#### WHAT THE EXERCISE ASKS
Render the records from the start through the line containing "[[335, 727]]" as a Markdown table with the columns Row and Line, one numbered row per line and no blank lines. Include only those lines.

(Saved entries)
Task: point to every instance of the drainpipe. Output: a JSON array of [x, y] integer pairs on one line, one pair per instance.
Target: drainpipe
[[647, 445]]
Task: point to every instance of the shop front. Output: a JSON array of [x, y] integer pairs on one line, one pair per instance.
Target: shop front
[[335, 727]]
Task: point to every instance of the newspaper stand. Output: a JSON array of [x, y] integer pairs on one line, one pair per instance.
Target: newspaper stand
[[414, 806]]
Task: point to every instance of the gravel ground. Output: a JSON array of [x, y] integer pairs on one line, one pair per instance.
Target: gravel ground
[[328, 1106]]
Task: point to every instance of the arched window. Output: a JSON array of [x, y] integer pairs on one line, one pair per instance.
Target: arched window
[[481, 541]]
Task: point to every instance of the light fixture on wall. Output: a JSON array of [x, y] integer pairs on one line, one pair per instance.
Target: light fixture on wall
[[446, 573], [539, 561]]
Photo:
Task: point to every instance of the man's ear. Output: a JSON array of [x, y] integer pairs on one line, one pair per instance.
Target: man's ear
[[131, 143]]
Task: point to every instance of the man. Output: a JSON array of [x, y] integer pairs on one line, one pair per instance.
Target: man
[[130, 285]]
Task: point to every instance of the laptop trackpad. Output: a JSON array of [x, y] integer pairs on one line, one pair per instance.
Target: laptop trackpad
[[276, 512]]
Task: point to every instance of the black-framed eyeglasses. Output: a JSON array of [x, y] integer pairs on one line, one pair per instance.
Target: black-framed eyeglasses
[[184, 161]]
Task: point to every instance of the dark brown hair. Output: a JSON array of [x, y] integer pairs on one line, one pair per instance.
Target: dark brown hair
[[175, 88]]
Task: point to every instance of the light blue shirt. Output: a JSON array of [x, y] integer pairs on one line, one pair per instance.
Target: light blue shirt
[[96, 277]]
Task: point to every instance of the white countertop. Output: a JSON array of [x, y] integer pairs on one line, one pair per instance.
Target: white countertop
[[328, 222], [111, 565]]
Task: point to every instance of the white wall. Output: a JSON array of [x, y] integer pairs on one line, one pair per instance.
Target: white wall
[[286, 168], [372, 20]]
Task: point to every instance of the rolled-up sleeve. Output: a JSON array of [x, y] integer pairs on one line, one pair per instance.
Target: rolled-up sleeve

#### FULL ANSWER
| Row | Line |
|---|---|
| 1 | Task: point to every instance of the drainpipe. Output: a JSON array of [x, y] integer pairs on one line, one pair per instance. |
| 2 | Target: drainpipe |
| 3 | [[647, 445]] |
| 4 | Task: point to every instance of the shop front. Output: a JSON array of [x, y] integer pairs on one line, one pair per instance. |
| 5 | Target: shop front |
| 6 | [[335, 727]] |